## TASK DIRECTIONS
When the records are reproduced, each one must match exactly, and no picture may be kept.

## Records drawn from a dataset
********************
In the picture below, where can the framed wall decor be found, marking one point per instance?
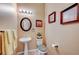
(25, 24)
(70, 14)
(52, 17)
(39, 23)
********************
## COMPLETED TASK
In the picture below, where can the framed wall decor be found, marking one point per instance?
(25, 24)
(70, 14)
(52, 17)
(39, 23)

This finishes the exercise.